• **Work task**
Line count for "ground": report how many lines in this material hold that string, with the number alone as the answer.

• **Provided material**
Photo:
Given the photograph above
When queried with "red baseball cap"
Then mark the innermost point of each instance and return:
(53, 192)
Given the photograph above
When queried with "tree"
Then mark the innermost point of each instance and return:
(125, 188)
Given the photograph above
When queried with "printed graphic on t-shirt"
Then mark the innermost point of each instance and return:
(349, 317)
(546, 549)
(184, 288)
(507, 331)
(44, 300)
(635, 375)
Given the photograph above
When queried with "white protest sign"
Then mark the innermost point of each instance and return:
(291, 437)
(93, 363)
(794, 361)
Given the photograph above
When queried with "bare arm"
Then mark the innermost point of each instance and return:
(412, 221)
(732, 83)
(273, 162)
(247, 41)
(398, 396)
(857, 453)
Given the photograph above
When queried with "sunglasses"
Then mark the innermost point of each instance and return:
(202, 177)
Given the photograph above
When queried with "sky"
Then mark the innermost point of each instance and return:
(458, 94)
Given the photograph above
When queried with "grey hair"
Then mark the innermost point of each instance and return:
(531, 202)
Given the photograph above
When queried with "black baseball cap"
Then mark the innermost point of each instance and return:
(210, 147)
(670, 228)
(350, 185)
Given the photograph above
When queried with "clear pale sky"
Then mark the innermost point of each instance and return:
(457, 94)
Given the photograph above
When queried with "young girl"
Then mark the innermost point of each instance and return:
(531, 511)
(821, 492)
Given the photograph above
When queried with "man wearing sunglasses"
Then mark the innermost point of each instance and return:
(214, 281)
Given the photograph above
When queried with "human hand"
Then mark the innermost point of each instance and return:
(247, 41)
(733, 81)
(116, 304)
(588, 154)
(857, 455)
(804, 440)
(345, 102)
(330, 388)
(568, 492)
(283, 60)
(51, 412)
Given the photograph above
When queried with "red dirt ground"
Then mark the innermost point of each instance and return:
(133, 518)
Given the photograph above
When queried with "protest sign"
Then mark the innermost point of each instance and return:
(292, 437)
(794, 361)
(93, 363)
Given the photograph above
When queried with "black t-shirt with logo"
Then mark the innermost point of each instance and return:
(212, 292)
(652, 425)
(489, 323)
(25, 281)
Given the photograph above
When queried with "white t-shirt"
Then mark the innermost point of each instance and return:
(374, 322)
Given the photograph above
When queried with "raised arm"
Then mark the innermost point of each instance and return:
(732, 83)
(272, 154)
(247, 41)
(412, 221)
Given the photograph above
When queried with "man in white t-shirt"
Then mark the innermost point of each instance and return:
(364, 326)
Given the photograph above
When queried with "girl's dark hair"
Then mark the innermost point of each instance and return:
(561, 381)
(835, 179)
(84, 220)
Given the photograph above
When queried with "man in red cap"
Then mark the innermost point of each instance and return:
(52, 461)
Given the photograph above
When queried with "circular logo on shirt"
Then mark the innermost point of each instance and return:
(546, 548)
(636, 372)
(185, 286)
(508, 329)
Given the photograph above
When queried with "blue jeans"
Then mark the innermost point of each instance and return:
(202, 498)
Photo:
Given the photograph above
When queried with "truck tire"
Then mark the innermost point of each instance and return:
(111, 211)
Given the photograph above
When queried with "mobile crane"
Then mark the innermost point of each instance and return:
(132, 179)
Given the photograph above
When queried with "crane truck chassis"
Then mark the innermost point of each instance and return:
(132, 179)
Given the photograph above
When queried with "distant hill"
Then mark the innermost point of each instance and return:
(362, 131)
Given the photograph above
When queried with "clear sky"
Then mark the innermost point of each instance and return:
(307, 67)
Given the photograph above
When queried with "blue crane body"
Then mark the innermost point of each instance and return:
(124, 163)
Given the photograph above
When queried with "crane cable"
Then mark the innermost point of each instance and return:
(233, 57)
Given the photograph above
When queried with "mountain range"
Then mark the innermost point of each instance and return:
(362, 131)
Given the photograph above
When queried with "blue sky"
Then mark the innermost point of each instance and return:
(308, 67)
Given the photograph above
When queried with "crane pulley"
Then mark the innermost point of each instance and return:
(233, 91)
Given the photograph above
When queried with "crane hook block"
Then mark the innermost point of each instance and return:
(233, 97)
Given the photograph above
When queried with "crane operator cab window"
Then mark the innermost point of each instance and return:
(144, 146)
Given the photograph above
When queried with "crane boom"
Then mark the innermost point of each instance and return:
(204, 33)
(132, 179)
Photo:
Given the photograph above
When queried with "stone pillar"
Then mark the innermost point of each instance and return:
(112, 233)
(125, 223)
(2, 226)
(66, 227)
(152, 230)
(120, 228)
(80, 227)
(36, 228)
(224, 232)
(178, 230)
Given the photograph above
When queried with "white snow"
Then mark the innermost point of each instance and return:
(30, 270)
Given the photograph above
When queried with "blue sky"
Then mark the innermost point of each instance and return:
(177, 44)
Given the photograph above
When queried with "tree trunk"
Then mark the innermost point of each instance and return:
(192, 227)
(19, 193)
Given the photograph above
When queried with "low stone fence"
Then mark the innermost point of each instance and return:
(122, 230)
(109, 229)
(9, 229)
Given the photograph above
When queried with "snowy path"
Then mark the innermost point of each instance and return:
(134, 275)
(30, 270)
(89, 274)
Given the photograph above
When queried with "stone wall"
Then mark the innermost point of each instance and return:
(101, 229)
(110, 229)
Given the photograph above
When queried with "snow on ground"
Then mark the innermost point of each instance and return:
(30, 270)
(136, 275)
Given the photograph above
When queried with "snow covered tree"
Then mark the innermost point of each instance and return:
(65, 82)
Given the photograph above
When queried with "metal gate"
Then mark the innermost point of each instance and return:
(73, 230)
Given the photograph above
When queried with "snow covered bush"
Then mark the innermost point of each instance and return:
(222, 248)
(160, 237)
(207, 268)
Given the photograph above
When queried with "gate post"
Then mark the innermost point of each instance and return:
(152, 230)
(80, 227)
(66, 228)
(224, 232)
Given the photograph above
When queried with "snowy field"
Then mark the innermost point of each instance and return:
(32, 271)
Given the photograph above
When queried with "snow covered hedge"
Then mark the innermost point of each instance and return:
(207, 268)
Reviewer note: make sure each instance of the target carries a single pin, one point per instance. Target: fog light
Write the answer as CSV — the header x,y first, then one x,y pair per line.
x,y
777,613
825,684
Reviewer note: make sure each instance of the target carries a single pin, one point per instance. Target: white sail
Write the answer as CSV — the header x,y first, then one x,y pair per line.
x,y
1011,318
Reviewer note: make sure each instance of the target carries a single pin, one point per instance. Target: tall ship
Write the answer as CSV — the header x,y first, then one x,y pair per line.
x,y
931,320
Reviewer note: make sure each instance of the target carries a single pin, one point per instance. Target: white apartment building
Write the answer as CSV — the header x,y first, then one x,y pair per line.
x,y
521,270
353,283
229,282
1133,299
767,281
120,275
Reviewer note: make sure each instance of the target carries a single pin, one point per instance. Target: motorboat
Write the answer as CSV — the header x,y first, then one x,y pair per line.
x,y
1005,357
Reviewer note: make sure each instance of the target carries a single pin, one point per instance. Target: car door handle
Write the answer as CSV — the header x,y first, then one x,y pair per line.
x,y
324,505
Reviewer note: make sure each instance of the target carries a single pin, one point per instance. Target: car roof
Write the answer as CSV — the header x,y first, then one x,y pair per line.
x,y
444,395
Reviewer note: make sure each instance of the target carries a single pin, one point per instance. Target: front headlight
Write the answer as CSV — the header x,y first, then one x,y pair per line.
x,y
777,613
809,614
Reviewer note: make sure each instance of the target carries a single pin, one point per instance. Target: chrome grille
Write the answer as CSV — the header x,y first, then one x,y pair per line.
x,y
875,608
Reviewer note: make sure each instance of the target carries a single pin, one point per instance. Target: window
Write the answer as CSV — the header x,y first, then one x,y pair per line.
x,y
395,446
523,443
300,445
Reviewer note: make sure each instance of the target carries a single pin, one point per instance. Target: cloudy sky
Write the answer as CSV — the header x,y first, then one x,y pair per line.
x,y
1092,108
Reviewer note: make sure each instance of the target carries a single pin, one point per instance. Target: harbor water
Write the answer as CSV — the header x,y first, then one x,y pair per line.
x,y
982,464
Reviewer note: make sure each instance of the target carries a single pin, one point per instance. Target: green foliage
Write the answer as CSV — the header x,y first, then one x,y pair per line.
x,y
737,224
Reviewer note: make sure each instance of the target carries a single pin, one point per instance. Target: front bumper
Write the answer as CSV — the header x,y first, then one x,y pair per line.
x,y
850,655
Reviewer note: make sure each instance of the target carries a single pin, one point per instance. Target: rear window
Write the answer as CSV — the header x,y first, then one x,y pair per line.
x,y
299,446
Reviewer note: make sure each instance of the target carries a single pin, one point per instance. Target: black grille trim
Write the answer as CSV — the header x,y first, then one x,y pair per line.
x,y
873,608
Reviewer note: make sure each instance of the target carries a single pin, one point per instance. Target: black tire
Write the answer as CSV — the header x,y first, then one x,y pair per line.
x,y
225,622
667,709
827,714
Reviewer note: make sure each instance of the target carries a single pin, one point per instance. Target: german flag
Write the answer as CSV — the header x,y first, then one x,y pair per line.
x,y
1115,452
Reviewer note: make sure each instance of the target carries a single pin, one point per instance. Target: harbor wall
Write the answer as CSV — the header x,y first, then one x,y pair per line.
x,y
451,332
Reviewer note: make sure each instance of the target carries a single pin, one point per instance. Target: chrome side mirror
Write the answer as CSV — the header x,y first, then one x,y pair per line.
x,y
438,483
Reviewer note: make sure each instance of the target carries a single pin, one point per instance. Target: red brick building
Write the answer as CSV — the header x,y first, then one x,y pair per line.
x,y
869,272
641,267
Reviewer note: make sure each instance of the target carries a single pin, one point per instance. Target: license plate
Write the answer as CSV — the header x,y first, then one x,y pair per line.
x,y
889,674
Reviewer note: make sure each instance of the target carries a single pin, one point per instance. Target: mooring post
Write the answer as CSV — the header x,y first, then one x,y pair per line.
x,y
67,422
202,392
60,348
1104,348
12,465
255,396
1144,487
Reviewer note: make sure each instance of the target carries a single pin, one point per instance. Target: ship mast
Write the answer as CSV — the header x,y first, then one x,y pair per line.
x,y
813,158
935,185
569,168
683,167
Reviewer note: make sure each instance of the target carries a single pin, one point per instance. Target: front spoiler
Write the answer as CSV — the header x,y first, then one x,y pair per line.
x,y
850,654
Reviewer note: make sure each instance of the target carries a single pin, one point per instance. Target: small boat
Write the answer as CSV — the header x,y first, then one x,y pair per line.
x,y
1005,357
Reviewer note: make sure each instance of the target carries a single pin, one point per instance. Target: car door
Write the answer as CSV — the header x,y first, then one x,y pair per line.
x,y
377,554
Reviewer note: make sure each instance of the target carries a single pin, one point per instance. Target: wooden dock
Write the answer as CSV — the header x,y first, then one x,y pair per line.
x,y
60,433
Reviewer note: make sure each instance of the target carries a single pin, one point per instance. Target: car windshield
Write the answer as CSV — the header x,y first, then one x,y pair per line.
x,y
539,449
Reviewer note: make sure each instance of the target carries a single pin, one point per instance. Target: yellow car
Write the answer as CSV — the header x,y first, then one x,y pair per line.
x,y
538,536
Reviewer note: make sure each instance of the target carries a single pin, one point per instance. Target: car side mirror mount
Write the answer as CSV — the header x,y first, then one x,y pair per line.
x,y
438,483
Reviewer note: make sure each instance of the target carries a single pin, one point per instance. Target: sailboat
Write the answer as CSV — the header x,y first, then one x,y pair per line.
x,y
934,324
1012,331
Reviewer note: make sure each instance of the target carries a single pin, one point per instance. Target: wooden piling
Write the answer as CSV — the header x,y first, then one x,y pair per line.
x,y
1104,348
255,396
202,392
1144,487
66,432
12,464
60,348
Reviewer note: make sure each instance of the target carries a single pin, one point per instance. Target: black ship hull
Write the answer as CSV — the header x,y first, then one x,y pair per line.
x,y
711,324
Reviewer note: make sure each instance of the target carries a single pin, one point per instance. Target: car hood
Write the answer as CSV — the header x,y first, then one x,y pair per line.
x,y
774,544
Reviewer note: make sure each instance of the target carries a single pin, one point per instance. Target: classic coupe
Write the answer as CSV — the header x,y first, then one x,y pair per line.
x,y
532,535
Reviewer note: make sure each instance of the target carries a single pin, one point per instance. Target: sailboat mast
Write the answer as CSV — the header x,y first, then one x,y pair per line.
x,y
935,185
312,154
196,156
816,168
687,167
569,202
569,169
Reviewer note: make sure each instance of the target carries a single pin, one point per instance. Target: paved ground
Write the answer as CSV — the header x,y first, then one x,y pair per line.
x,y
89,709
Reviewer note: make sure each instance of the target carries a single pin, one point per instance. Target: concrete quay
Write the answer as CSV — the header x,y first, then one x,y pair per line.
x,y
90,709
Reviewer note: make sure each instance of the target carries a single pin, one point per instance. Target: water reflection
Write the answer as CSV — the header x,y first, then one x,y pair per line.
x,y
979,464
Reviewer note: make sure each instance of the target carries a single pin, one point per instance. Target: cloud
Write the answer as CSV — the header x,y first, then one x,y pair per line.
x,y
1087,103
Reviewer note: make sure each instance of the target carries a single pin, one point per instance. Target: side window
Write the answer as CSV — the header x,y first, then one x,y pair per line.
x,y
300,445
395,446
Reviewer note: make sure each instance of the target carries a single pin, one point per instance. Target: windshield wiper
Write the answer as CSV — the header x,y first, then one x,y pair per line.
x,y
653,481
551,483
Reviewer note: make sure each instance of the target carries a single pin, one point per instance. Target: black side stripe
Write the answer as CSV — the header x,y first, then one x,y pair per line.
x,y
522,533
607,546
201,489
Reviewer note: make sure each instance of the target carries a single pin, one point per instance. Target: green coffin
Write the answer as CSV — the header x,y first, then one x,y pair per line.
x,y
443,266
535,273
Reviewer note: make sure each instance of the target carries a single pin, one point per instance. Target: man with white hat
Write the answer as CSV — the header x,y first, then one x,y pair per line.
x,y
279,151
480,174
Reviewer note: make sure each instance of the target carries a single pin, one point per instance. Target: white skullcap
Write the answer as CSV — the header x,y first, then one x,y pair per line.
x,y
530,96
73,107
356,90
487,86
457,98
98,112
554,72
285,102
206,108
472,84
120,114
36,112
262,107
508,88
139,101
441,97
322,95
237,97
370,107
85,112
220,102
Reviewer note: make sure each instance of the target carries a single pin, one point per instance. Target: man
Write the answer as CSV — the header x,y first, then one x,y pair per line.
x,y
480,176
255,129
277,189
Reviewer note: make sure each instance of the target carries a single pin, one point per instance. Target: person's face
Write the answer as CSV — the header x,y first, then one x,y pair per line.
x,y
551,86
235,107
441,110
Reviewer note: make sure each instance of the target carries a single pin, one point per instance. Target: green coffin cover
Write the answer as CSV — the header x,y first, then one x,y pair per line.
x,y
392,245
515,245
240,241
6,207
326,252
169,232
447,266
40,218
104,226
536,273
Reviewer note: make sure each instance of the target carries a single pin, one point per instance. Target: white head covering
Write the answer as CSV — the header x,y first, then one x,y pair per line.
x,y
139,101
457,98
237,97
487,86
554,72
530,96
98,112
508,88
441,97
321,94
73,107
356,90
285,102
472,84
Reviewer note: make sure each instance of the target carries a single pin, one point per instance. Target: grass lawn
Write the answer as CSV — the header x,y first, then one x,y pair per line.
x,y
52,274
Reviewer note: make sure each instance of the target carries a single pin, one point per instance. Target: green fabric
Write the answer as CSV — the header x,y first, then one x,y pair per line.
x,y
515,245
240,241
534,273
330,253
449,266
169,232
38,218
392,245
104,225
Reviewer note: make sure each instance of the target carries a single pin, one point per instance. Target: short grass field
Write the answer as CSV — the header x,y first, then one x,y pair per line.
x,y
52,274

• **Response**
3